**TASK LIST**
1. Please rewrite the part of the signal feature list starting at "These are frequency" and ending at "Binned distribution (histogram)", swapping "largest peaks" for "highest peaks".
2. In the signal feature list, what value does r take for the ratioBeyondRSigma feature?

These features are useful for 3D signals from gyroscope

  • meanLow: mean of low-pass filtered signal
  • areaLow: area under the low-pass filtered signal
  • totalAbsoluteAreaLow: sum of absolute areas under the low-pass filtered x, y and z signal
  • totalMagnitudeLow: square root of sum of squared band-pass filtered x, y and z components
  • entropyLow: entropy of low-pass filtered signal
  • skewnessLow: skewness of low-pass filtered signal
  • kurtosisLow: kurtosis of low-pass filtered signal
  • quartilesLow: quartiles of low-pass filtered signal
  • interQuartileRangeLow: inter quartile range of low-pass filtered signal
  • varianceLow: variance of low-pass filtered signal
  • coefficientOfVariationLow: dispersion of low-pass filtered signal
  • amplitudeLow: difference between maximum and minimum sample of low-pass filtered signal
  • totalEnergyLow: total magnitude of low-pass filtered signal
  • dominantFrequencyEnergyLow: ratio of energy in dominant frequency
  • meanCrossingRateLow: the number of signal crossings with mean of low-pass filtered signal
  • correlationLow: Pearson's correlation between low-pass filtered axis
  • quartilesMagnitudeLow: quartiles at 25%, 50% and 75% per low-pass filtered signal
  • interQuartileRangeMagnitudesLow: interquartile range of band-pass filtered signal
  • areaUnderMagnitude: area under magnitude
  • peaksCountLow: number of peaks in low-pass filtered signal
  • averageVectorLengthLow: mean of low-pass filtered magnitude vector
  • averageVectorLengthPowerLow: square mean of low-pass filtered magnitude vector

Generic features:

These are generic features, useful for many different types of signals

  • autocorrelations: autocorrelations of the given signal with lags 5, 10, 20, 30, 50, 75 and 100
  • countAboveMean: number of values in signal that are higher than the mean of signal
  • countBelowMean: number of values in signal that are lower than the mean of signal
  • maximum: maximum value of the signal
  • minimum: minimum value of the signal
  • meanAbsChange: the mean of absolute differences between subsequent time series values
  • longestStrikeAboveMean: longest part of signal above mean
  • longestStrikeBelowMean: longest part of signal below mean
  • stdDev: standard deviation of the signal
  • median: median of the signal
  • meanChange: the mean over the differences between subsequent time series values
  • numberOfZeroCrossings: number of crossings of signal on 0
  • absEnergy: the absolute energy of the time series which is the sum over the squared values
  • linearTrendSlope: a linear least-squares regression for the values of the time series versus the sequence from 0 to length of the time series minus one
  • ratioBeyondRSigma: ratio of values that are more than r*std(x) (so r sigma) away from the mean of signal. r in this case is 2.5
  • binnedEntropy: entropy of binned values
  • numOfPeaksAutocorr: number of peaks of autocorrelations
  • numberOfZeroCrossingsAutocorr: number of crossings of autocorrelations on 0
  • areaAutocorr: area under autocorrelations
  • calcMeanCrossingRateAutocorr: the number of autocorrelation crossings with mean
  • countAboveMeanAutocorr: umber of values in signal that are higher than the mean of autocorrelation
  • sumPer: sum per component
  • sumSquared: squared sum per component
  • squareSumOfComponent: square sum of component
  • sumOfSquareComponents:sum of square components

Frequency features:

These are frequency features, useful for many different types of signals. The signal is converted to power spectral density signal and features are calculated on this signal

  • fqHighestPeakFreqs: three frequencies corresponding to the largest peaks added to features
  • fqHighestPeaks: three largest peaks added to features
  • fqEnergyFeat: energy calculated as the sum of the squared FFT component magnitudes, and normalized
  • fqEntropyFeat: entropy of the FFT of the signal
  • fqHistogramBins: Binned distribution (histogram)

**DATA BLOCK**
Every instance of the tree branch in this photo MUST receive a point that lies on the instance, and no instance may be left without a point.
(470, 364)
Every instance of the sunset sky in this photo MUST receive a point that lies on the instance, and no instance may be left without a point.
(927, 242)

**RESPONSES**
1.
These are frequency features, useful for many different types of signals. The signal is converted to power spectral density signal and features are calculated on this signal

  • fqHighestPeakFreqs: three frequencies corresponding to the highest peaks added to features
  • fqHighestPeaks: three highest peaks added to features
  • fqEnergyFeat: energy calculated as the sum of the squared FFT component magnitudes, and normalized
  • fqEntropyFeat: entropy of the FFT of the signal
  • fqHistogramBins: Binned distribution (histogram)

2. 2.5